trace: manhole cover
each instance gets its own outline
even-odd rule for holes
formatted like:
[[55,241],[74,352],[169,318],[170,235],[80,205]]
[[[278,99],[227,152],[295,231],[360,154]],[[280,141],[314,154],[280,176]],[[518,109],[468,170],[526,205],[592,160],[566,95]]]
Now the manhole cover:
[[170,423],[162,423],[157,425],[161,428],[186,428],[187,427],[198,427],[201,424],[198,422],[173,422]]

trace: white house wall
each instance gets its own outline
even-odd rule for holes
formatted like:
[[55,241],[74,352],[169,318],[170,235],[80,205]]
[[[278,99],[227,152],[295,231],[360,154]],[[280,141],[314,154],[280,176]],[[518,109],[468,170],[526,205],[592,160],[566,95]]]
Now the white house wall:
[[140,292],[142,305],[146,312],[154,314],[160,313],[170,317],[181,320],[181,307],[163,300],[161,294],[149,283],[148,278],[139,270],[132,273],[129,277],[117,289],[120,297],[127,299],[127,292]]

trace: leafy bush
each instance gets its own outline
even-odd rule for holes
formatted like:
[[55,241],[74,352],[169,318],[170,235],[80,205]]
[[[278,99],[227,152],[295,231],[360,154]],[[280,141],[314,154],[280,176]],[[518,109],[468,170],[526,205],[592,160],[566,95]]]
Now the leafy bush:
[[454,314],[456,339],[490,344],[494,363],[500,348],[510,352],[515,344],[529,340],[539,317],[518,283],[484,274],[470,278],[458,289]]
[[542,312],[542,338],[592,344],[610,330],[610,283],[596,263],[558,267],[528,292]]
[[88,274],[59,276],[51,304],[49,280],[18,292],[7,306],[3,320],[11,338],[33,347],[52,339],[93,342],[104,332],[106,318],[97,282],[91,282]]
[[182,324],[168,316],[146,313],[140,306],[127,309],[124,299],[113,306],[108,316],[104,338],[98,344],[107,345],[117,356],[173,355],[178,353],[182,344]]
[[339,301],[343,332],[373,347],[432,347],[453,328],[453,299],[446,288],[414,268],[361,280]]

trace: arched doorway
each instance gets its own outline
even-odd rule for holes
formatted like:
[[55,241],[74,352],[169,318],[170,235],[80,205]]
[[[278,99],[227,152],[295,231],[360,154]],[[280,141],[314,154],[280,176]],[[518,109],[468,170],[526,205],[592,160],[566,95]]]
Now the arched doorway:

▶ **Problem**: Copy all of the items above word for word, keeping every line unchanged.

▶ **The output**:
trace: manhole cover
each instance gets its own outline
even-odd rule for holes
formatted like:
[[55,241],[74,352],[169,318],[170,235],[80,205]]
[[[278,99],[227,152],[295,231],[360,154]],[[280,141],[314,154],[280,176]],[[518,109],[468,170],[526,205],[592,160],[566,95]]]
Now the manhole cover:
[[170,423],[162,423],[157,425],[161,428],[186,428],[187,427],[198,427],[201,424],[198,422],[173,422]]

trace: white house wall
each instance gets its own outline
even-odd rule for holes
formatted like:
[[55,241],[74,352],[169,318],[170,235],[80,205]]
[[[278,99],[227,152],[295,231],[360,154]],[[280,141],[314,154],[280,176]],[[518,109],[468,170],[526,205],[592,160],[566,95]]]
Now the white house wall:
[[140,292],[142,305],[146,312],[154,314],[160,313],[170,317],[181,320],[181,307],[163,300],[161,294],[149,283],[148,278],[139,270],[132,273],[129,277],[117,289],[120,297],[127,299],[127,292]]

trace: leafy bush
each instance gets its own outline
even-odd rule for holes
formatted like:
[[55,241],[74,352],[169,318],[170,235],[80,205]]
[[[278,99],[227,152],[295,231],[360,154]],[[280,141],[314,154],[280,176]],[[518,109],[468,170],[526,205],[592,160],[566,95]]]
Now the leafy bush:
[[454,314],[456,339],[490,344],[494,363],[500,348],[510,352],[515,344],[529,340],[539,317],[518,283],[484,274],[470,278],[458,289]]
[[542,312],[542,338],[592,344],[610,330],[610,283],[596,263],[558,267],[528,292]]
[[88,274],[59,276],[51,304],[49,280],[18,292],[7,306],[3,320],[11,338],[33,347],[52,339],[93,342],[104,332],[106,318],[97,282],[91,282]]
[[182,324],[168,316],[146,313],[140,306],[127,309],[124,299],[113,306],[108,316],[104,338],[98,344],[107,345],[117,356],[173,355],[178,353],[182,344]]
[[339,301],[343,332],[373,347],[432,347],[453,328],[453,299],[446,288],[414,268],[361,280]]

trace: arched doorway
each instance gets its own outline
even-odd rule for holes
formatted like:
[[55,241],[74,352],[169,318],[170,235],[80,205]]
[[[278,99],[227,152],[295,231],[360,154]],[[280,141],[314,154],[280,176]],[[518,109],[468,170],[526,205],[592,160],[566,95]]]
Now the arched doorway:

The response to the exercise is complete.